Objective:
Arrange the lines of these records as a numbered list, leaving out any blank lines.

[Records of labeled points]
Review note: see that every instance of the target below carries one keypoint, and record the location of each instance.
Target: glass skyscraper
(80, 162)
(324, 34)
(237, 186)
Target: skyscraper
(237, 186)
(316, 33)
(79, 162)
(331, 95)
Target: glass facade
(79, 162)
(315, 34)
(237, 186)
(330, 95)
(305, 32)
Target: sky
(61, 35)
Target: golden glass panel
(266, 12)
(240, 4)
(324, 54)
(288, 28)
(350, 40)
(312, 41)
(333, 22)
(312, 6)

Complete response:
1. Review note: see that every instance of the target below carries one keypoint, and record the location of each instance.
2. Target: glass skyscraper
3. (80, 162)
4. (324, 34)
5. (237, 186)
6. Target: skyscraper
7. (237, 186)
8. (316, 33)
9. (79, 162)
10. (331, 95)
11. Target: glass facade
12. (79, 162)
13. (315, 34)
14. (237, 186)
15. (330, 95)
16. (305, 32)
17. Target: sky
18. (61, 35)
19. Target: golden glass panel
20. (266, 12)
21. (240, 4)
22. (324, 54)
23. (288, 28)
24. (350, 40)
25. (312, 41)
26. (333, 22)
27. (312, 6)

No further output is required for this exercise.